● **TASK REQUIREMENTS**: In the lines below, count those containing the word "with" and give the number alone.

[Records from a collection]
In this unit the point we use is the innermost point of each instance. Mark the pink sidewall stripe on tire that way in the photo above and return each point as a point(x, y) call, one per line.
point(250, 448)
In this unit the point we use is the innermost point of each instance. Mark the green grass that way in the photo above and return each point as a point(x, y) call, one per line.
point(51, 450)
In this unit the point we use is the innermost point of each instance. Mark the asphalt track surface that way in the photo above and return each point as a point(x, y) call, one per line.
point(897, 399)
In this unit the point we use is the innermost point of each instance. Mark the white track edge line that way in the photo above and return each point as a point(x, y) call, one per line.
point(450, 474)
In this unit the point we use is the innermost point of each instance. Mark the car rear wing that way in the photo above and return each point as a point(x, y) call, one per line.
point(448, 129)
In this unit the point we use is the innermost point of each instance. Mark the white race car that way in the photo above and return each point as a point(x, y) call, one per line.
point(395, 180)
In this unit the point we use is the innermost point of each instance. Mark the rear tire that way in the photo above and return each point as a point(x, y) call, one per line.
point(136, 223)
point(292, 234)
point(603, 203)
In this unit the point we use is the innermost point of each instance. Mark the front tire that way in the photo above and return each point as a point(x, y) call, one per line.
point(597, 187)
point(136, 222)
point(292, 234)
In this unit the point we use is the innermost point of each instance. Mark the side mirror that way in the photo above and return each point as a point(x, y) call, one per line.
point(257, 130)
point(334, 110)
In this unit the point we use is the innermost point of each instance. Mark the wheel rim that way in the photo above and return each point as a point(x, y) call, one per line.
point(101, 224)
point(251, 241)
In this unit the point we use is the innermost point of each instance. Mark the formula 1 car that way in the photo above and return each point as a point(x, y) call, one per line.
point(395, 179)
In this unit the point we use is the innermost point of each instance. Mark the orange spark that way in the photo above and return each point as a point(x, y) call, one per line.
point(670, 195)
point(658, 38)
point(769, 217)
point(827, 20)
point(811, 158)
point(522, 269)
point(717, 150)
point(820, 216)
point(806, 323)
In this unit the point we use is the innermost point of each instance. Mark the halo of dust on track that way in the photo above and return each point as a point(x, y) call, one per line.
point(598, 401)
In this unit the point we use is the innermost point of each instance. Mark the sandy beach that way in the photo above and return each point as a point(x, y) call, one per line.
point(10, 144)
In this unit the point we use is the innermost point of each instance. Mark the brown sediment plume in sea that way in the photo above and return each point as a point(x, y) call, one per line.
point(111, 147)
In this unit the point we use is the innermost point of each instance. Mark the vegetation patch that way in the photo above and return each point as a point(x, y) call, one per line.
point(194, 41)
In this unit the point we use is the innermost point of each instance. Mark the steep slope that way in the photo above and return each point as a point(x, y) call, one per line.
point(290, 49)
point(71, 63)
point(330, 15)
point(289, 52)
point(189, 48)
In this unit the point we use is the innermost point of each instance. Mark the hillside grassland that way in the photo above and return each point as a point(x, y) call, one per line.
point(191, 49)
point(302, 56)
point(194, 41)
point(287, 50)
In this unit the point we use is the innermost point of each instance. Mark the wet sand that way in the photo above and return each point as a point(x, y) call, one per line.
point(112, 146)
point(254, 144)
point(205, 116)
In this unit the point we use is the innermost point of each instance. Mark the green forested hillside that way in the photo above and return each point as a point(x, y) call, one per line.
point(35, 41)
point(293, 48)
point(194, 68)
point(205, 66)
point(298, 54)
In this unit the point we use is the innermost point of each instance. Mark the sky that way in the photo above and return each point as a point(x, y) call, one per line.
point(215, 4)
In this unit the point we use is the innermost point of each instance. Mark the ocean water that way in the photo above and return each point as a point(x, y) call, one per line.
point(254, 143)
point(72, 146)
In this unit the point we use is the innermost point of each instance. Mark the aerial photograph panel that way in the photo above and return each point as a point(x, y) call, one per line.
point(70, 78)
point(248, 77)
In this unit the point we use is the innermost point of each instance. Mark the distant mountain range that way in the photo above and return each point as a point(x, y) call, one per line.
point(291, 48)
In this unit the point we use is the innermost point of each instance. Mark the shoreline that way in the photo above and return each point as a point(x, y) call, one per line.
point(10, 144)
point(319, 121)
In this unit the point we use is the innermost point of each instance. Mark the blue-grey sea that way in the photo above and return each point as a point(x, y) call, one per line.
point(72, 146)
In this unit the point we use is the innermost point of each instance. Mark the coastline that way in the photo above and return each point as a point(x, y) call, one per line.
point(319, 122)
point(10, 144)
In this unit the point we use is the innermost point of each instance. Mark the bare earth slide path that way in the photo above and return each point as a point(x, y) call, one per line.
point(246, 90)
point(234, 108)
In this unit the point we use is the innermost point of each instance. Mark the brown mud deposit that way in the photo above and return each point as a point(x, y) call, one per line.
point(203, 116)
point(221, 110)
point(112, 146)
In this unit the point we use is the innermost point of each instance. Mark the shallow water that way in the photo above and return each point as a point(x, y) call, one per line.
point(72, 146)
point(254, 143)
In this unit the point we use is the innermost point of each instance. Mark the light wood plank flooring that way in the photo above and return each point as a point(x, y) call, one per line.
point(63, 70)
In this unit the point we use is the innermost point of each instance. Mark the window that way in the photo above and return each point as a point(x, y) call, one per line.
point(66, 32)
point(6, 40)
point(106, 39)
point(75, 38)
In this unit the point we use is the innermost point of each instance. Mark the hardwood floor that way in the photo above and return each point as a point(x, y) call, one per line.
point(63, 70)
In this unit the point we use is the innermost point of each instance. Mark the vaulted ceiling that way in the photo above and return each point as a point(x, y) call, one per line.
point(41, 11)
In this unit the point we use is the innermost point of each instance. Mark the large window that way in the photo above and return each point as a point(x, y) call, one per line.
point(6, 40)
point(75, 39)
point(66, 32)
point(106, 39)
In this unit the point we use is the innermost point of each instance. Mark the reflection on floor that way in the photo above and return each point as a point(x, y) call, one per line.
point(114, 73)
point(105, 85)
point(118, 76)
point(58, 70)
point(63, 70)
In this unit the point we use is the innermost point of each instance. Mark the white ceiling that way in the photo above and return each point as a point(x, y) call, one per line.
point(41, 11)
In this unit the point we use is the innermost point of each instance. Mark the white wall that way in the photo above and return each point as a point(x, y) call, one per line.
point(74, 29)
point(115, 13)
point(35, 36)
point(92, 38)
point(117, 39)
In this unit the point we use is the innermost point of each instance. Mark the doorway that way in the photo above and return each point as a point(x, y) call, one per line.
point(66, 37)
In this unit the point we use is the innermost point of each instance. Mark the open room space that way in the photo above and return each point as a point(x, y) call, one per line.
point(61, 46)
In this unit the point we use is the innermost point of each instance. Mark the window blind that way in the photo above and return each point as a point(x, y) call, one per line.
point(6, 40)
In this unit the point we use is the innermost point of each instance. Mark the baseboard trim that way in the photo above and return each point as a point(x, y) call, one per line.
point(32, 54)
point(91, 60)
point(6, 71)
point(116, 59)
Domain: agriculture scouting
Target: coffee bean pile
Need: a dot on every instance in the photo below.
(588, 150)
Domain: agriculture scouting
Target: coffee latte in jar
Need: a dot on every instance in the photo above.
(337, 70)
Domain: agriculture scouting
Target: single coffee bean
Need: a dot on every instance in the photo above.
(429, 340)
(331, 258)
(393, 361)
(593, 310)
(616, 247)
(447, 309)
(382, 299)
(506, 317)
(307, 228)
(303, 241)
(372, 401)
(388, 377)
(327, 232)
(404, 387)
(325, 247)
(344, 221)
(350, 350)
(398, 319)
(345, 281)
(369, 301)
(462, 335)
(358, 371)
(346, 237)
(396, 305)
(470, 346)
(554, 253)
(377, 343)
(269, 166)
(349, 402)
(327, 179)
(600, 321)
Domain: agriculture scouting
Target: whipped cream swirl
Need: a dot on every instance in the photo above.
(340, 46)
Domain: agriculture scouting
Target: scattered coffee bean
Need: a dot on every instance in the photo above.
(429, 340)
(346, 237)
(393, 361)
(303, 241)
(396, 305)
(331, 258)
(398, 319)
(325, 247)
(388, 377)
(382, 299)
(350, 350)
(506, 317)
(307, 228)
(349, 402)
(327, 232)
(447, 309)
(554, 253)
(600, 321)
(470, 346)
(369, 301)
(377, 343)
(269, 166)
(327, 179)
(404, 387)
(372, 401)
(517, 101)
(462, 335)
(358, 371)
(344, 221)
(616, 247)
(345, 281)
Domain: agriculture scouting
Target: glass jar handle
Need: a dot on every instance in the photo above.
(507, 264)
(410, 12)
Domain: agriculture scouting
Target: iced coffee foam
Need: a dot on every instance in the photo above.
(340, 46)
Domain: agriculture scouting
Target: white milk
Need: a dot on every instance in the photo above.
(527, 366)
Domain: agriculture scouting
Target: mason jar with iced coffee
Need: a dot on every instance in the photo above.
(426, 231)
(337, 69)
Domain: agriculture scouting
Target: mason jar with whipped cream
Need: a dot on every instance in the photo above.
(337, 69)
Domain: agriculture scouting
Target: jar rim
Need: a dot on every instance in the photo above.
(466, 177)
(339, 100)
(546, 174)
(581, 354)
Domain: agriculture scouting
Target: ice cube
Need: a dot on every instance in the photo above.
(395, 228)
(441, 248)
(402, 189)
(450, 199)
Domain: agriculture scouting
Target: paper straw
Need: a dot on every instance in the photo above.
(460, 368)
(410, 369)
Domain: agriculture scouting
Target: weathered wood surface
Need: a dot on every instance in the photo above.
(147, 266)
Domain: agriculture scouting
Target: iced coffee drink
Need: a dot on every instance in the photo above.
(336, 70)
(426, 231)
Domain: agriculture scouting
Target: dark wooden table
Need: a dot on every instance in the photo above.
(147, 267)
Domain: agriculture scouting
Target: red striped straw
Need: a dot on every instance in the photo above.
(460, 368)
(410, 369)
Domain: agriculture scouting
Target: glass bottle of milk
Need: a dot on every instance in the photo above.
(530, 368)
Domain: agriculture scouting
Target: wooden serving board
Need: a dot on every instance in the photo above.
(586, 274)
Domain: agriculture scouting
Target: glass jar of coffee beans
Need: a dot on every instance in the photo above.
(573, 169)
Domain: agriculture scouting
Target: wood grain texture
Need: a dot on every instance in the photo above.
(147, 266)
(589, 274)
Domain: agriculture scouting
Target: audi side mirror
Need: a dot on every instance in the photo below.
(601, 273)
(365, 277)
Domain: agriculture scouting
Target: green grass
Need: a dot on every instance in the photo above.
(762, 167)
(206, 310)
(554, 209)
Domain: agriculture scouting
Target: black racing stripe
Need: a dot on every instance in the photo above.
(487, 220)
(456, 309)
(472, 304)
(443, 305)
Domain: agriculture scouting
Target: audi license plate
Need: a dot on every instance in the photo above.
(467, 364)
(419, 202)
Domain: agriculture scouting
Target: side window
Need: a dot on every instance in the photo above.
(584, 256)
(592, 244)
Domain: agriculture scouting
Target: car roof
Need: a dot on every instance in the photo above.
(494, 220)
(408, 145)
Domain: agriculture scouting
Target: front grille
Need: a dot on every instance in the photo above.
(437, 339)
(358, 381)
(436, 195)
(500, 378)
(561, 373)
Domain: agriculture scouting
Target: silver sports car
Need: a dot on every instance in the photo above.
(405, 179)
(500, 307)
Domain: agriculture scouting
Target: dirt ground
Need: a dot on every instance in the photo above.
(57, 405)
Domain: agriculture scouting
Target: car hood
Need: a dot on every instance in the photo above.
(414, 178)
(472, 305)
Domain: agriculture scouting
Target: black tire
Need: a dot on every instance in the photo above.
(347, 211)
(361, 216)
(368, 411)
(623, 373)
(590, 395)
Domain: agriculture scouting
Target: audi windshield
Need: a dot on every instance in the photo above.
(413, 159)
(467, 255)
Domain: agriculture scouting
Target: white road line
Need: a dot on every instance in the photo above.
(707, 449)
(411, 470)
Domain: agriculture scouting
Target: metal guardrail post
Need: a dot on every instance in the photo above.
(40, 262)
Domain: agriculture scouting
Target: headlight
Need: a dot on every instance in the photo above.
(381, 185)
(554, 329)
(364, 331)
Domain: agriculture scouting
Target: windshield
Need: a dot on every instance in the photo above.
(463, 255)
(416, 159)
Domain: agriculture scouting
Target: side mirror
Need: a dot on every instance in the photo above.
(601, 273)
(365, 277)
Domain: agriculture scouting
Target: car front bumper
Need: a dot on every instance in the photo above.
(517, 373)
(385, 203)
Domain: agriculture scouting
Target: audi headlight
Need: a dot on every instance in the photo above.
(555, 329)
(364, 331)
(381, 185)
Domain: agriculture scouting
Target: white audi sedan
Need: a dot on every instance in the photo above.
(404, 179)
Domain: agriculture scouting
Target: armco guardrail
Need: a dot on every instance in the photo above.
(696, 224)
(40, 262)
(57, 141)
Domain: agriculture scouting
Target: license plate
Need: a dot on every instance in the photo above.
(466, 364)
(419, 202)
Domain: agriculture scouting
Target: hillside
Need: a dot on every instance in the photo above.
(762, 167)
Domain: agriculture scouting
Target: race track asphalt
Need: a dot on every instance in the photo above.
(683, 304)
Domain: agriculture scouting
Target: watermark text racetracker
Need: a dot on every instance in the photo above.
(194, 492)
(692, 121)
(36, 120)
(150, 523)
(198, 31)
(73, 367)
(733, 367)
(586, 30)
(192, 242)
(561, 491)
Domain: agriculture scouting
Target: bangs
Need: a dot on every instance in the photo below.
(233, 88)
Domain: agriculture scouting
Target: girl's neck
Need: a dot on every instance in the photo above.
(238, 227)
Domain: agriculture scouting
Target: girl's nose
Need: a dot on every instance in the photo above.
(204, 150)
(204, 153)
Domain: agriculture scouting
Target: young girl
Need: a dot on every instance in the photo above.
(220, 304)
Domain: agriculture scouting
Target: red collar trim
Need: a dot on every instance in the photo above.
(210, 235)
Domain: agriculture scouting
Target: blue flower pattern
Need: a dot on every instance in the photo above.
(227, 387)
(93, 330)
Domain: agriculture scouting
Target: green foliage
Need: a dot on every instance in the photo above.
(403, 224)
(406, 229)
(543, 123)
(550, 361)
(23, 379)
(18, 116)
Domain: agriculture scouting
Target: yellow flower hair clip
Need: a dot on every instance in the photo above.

● **FINAL ANSWER**: 2